▸ ESTRATTO:
........

Recensione: Character
E’ la prima volta da quando li conosco, e quindi praticamente dai loro esordi
su CD, che i Dark Tranquillity mi lasciano perplesso su come giudicare un
loro disco: è vero che la svolta di Projector, continuata poi su Haven,
aveva richiesto un po’ di tempo per essere assimilata a pieno, ma quegli album
avevano comunque un’impronta immediatamente definibile, distaccandosi in modo
netto da quanto proposto in precedenza. Ora, con Character, mi
sono trovato un po’ in difficoltà: non è infatti cambiato molto dai tempi di Damage
Done, la formula varia solo in minima parte, e l’identità del disco non mi
è risultata chiara se non dopo ripetuti ascolti.
Ho quindi preso il tempo necessario per assorbire bene le nuove canzoni, ne
ho sentita anche qualcuna suonata live nel recente concerto coi Kreator, e
ho avuto modo di apprezzare con calma i singoli passaggi, gli arrangiamenti,
tutto quanto gli svedesi utilizzano per far compiere ai propri pezzi quel salto
di qualità che li distingue da tutta (e dico tutta) la moderna produzione
“estremo-melodica”: mi sembra quindi giusto dire, per rendere
sommariamente il feeling di questi brani, che i Dark Tranquillity hanno
scelto di fermarsi un attimo, non esplorare ulteriori strade, ma riprendere un
paio di elementi del proprio passato, portarli alla massima enfasi e condire il
tutto con parti scelte degli altri album.

........

▸ VOCI FORNITE:
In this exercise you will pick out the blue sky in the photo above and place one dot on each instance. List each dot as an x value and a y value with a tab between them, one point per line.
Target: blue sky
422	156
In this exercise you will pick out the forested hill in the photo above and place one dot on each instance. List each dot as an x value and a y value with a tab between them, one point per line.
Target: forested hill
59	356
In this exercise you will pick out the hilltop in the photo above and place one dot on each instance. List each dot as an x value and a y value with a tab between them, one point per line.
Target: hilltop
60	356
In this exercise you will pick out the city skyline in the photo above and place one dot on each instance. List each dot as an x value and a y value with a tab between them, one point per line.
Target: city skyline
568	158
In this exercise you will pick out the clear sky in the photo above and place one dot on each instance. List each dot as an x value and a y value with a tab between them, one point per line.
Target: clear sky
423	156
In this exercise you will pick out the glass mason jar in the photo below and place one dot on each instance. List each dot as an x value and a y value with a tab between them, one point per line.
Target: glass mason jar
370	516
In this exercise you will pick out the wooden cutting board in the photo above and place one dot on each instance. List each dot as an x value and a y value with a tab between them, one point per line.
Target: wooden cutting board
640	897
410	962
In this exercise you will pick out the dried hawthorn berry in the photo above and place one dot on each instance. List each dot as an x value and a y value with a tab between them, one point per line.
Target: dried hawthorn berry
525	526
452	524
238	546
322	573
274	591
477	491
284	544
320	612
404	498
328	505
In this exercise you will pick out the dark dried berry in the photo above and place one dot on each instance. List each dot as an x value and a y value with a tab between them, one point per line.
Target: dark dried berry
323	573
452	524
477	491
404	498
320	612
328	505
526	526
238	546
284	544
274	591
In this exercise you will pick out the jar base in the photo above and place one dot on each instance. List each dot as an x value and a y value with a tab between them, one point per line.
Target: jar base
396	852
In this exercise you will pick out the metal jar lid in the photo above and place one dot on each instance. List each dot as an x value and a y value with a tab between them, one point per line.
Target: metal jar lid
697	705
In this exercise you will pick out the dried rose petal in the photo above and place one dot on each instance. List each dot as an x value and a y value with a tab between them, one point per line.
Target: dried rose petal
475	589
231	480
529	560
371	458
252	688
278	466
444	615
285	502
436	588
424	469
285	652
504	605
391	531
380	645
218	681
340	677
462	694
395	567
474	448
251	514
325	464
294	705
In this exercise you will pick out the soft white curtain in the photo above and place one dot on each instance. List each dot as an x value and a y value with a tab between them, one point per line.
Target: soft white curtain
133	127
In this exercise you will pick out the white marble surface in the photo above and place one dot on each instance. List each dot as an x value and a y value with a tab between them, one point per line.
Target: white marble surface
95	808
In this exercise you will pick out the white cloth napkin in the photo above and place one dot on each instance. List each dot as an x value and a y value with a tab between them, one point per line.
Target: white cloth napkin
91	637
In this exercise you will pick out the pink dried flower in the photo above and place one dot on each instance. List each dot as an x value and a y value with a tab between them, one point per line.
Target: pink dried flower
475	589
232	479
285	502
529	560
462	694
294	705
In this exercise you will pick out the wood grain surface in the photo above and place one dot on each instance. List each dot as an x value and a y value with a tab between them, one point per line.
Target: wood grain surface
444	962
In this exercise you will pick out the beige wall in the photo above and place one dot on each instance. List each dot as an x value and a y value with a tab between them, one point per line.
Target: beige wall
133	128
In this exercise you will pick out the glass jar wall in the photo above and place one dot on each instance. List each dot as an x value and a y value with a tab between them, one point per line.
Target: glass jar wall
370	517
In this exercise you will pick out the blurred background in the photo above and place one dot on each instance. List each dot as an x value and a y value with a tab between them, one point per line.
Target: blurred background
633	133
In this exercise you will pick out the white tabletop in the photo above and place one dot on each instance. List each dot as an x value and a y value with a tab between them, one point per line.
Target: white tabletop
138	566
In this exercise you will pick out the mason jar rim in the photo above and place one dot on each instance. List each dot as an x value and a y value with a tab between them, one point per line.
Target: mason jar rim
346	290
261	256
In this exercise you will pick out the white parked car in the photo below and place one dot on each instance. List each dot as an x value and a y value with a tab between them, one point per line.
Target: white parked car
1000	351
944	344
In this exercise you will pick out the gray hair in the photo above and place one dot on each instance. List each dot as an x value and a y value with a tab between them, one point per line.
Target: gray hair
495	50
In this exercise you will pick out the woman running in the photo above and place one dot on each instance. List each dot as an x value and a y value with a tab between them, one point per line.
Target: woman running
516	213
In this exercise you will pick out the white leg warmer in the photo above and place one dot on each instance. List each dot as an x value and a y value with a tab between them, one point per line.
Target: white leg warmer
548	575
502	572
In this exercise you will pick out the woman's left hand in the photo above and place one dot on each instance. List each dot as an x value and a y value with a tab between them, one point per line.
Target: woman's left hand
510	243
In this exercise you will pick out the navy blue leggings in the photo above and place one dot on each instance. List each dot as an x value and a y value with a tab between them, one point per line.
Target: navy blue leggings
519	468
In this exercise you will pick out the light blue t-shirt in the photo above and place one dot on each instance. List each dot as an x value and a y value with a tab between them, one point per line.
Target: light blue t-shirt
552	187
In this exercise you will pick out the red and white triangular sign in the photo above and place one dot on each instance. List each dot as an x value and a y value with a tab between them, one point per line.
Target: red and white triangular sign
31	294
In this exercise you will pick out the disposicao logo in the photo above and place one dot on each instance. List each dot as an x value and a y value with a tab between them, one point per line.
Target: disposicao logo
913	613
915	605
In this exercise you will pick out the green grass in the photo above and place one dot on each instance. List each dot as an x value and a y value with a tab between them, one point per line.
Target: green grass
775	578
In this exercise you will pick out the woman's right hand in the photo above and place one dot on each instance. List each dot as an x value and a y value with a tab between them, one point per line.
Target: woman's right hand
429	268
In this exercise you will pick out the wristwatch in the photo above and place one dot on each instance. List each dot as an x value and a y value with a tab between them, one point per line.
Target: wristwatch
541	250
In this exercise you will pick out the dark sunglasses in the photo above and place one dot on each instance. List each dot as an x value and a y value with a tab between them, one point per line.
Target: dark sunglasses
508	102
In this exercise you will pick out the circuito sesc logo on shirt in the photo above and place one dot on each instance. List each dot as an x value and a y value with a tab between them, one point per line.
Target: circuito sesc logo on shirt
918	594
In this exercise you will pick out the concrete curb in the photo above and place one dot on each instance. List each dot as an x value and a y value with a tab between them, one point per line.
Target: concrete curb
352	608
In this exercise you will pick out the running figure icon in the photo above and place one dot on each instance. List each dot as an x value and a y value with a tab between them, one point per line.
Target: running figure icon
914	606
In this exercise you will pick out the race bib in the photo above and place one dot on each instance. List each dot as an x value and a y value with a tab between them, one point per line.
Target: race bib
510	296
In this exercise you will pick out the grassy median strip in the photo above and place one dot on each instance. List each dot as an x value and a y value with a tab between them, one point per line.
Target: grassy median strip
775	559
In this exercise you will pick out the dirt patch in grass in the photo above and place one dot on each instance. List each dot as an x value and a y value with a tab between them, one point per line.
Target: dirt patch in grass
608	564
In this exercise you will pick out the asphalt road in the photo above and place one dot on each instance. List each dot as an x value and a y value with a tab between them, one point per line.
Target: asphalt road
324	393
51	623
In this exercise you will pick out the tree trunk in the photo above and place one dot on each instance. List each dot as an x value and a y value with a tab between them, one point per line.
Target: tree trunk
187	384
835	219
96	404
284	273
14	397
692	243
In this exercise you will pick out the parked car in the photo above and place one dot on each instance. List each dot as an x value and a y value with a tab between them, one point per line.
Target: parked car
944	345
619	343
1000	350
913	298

........

▸ COMPITO DA SVOLGERE:
Stabilisca se ciascuna affermazione concorda con l'estratto, rispondendo sì o no e citando alla lettera le parole decisive.
1. Con Character la formula è cambiata radicalmente rispetto a Damage Done.
2. Chi scrive ha ascoltato dal vivo alcune delle nuove canzoni.
3. L'identità del disco è risultata chiara a chi scrive fin dal primo ascolto.
Le voci provengono da una fonte diversa.

▸ SOLUZIONE:
1. No: "non è infatti cambiato molto dai tempi di Damage Done, la formula varia solo in minima parte".
2. Sì: "ne ho sentita anche qualcuna suonata live nel recente concerto coi Kreator".
3. No: "l’identità del disco non mi è risultata chiara se non dopo ripetuti ascolti".